■ WHAT YOU WILL DO
Could you output, exactly and with nothing else, every line from the one that contains "Exercise. Locate the narrow" through the last line of the listing below?
>>>
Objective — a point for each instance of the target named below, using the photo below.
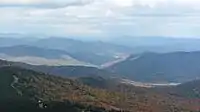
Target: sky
(101, 18)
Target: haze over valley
(99, 56)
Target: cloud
(102, 17)
(43, 3)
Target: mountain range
(23, 89)
(159, 67)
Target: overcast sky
(101, 18)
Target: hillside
(29, 86)
(38, 56)
(155, 67)
(64, 71)
(93, 52)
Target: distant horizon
(101, 18)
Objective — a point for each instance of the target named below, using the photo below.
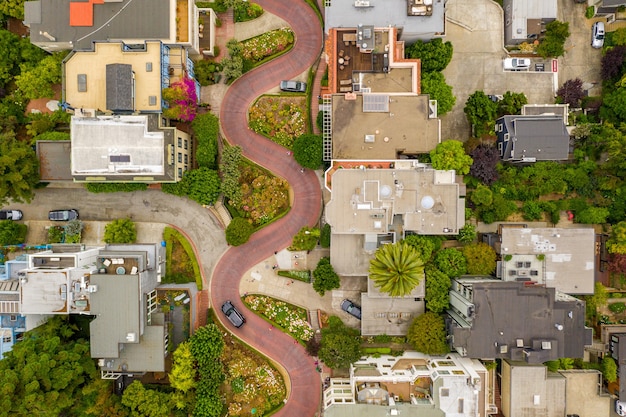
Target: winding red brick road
(304, 381)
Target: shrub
(238, 231)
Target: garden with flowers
(291, 319)
(260, 47)
(280, 119)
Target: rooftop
(569, 262)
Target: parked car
(597, 35)
(351, 308)
(10, 215)
(293, 86)
(516, 63)
(63, 215)
(235, 317)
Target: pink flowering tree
(182, 100)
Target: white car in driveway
(516, 64)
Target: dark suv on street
(235, 317)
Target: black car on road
(235, 317)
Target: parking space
(475, 28)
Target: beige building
(115, 77)
(128, 149)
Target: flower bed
(281, 119)
(257, 48)
(290, 318)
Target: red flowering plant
(182, 100)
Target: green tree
(427, 334)
(480, 257)
(554, 39)
(450, 154)
(120, 231)
(434, 84)
(12, 8)
(617, 241)
(424, 245)
(451, 262)
(183, 375)
(325, 277)
(19, 170)
(305, 239)
(467, 234)
(437, 290)
(229, 168)
(308, 150)
(481, 113)
(396, 269)
(435, 55)
(609, 369)
(511, 103)
(238, 231)
(12, 233)
(37, 82)
(206, 129)
(340, 345)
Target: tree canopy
(434, 84)
(396, 269)
(435, 55)
(340, 345)
(325, 277)
(450, 154)
(427, 334)
(120, 231)
(308, 150)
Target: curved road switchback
(303, 382)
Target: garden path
(302, 378)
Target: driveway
(303, 382)
(475, 28)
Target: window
(82, 82)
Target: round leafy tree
(481, 258)
(308, 150)
(120, 231)
(451, 155)
(427, 334)
(238, 231)
(396, 269)
(325, 277)
(451, 262)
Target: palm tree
(397, 269)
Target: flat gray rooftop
(384, 13)
(569, 264)
(403, 128)
(129, 19)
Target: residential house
(69, 24)
(520, 321)
(123, 79)
(374, 109)
(532, 138)
(410, 384)
(127, 148)
(525, 20)
(533, 390)
(414, 19)
(560, 258)
(116, 284)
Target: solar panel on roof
(375, 103)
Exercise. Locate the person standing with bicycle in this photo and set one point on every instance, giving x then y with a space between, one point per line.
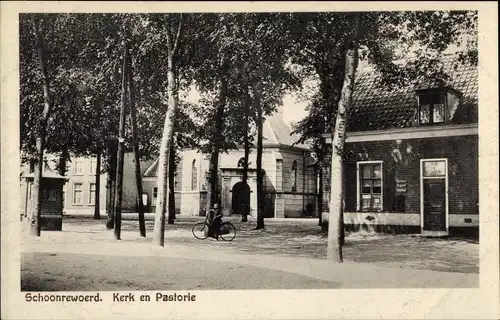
214 227
215 221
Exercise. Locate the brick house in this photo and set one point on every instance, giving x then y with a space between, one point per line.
289 181
412 156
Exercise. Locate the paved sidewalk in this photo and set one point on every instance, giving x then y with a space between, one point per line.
95 241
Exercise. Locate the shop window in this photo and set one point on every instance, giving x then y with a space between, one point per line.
92 194
370 188
78 168
400 203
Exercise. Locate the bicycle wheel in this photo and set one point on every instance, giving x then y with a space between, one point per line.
227 231
199 230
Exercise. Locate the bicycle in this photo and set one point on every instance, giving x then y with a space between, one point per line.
201 230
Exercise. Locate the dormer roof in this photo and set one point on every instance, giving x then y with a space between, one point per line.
378 107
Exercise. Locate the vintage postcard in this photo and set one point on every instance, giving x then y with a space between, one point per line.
243 160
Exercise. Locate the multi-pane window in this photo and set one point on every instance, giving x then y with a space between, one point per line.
155 196
93 165
370 186
194 176
77 193
432 108
78 167
92 194
294 176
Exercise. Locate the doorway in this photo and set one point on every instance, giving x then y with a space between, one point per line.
434 197
240 202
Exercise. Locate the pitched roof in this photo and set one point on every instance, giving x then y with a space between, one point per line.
375 107
47 173
277 133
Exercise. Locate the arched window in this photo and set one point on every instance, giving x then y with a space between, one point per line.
194 176
294 176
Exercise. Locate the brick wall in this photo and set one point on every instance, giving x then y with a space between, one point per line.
462 155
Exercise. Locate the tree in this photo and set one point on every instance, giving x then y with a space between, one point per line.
374 35
121 146
336 218
137 158
172 44
38 30
97 214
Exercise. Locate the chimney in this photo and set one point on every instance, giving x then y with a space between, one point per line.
279 112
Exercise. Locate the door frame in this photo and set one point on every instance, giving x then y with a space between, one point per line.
428 232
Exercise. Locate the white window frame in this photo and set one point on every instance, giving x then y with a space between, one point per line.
422 178
81 197
90 193
358 183
92 170
154 200
294 176
194 174
64 195
75 173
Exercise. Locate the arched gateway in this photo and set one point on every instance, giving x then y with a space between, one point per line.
240 198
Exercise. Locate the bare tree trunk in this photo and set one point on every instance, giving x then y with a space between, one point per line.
166 142
97 213
244 214
335 221
216 145
35 214
111 186
260 173
171 185
121 147
217 138
63 160
320 193
137 158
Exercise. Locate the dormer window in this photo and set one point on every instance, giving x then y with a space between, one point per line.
437 106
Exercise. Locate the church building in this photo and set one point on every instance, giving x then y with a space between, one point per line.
289 181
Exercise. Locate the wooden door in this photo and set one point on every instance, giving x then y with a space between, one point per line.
434 205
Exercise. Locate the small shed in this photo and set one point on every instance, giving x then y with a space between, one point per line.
52 199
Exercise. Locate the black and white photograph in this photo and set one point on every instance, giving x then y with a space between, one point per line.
190 153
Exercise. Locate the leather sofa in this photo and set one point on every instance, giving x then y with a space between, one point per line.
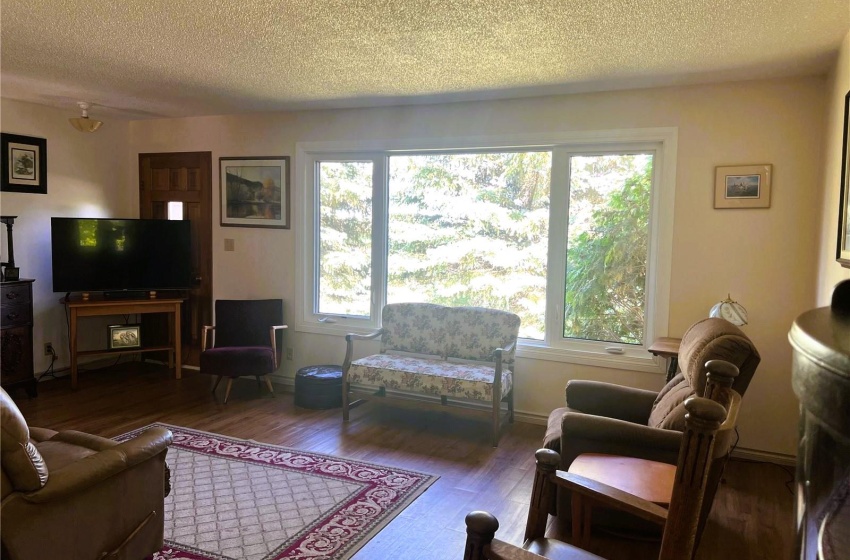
72 495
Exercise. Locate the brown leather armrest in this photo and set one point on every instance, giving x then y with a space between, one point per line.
85 440
90 470
41 434
608 399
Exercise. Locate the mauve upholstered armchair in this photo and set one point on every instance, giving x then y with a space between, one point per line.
245 341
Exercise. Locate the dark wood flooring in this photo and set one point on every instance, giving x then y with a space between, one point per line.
751 519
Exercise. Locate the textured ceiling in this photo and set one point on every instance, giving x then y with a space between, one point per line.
168 58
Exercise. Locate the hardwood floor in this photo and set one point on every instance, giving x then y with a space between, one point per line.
751 519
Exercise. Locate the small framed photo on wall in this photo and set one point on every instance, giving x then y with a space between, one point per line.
23 164
255 191
742 186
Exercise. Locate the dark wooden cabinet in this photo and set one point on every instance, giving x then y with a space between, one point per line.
16 363
821 380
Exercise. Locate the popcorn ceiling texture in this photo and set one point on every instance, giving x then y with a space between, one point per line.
184 57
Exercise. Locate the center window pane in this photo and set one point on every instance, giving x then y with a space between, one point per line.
345 238
471 229
608 247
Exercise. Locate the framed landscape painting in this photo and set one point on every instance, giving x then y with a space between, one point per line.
23 164
255 192
843 249
742 186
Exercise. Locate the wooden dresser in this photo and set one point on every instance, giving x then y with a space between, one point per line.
16 363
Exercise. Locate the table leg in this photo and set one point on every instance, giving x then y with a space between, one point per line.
577 514
178 352
672 367
73 340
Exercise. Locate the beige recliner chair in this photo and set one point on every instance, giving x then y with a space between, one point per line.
72 495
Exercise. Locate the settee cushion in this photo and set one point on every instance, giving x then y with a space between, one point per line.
427 376
413 327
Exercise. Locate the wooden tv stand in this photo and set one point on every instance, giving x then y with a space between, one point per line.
96 306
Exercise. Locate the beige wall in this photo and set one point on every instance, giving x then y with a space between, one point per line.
86 176
839 84
764 258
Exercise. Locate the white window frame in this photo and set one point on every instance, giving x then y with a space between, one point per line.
662 142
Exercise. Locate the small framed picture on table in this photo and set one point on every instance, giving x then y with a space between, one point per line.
124 336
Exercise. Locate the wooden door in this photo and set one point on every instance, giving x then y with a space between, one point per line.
185 179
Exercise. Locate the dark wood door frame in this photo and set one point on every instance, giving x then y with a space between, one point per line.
184 177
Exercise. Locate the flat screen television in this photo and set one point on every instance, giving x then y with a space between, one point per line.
115 255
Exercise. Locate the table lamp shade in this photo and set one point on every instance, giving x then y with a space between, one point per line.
730 310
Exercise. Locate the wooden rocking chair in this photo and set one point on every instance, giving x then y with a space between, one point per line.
707 424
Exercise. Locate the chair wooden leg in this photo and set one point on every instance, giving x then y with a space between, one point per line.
496 413
345 400
577 518
582 511
227 389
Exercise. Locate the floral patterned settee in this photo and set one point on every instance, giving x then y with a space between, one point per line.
452 352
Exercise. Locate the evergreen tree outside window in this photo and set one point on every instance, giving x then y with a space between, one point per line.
574 238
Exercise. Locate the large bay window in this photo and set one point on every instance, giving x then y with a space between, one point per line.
573 234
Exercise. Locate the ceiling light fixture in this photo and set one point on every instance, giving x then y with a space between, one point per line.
84 123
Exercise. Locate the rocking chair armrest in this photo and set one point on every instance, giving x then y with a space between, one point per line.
608 496
500 550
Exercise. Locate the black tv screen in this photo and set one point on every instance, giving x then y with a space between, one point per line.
110 255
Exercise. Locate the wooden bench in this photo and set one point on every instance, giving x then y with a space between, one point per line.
463 353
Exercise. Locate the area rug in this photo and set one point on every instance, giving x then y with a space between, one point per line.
240 499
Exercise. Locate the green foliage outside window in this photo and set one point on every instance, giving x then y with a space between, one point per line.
607 249
472 229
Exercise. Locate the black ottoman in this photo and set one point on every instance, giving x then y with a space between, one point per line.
319 387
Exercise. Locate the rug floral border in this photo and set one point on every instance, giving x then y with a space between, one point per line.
385 492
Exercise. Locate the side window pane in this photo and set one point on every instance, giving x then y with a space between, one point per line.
471 229
607 247
344 274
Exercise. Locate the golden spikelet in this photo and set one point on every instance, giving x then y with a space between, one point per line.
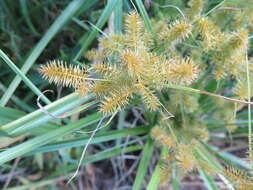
83 88
185 157
57 72
161 136
116 101
208 32
241 89
133 62
148 97
104 68
219 72
165 174
177 31
112 44
183 71
95 55
196 7
235 45
134 29
237 177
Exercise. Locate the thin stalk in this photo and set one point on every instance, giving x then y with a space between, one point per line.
23 77
249 112
207 93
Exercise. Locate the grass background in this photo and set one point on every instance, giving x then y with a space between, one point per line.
39 152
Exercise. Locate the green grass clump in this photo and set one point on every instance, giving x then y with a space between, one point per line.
181 80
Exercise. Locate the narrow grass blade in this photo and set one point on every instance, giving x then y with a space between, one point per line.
23 77
100 23
101 137
37 118
51 32
36 142
155 179
118 17
209 182
144 163
108 153
26 16
144 15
<<<
■ YOUR SOLUTION
Exercise. Locate the narrow grass blade in this photo and set one point on every instance, giving x then y with a space between, one point per line.
23 77
100 23
101 137
37 118
51 32
36 142
155 179
118 17
209 182
144 163
108 153
26 16
144 15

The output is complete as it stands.